Show every line of the rows below that contains the word "house".

━━━ Data in this exercise

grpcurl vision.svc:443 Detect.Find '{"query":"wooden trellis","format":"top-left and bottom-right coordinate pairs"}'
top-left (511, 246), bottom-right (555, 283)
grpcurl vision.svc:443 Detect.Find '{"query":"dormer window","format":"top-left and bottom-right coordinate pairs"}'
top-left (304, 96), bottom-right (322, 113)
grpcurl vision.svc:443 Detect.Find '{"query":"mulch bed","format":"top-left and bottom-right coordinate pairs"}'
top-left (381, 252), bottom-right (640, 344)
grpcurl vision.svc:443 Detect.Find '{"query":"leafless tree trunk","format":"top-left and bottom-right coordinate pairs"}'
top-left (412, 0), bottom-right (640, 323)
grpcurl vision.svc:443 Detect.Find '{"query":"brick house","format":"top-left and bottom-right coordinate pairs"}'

━━━━━━

• _Output below_
grpcurl vision.svc:443 Detect.Find '{"query":"brick house","format":"top-left and bottom-right coordinate pairs"}'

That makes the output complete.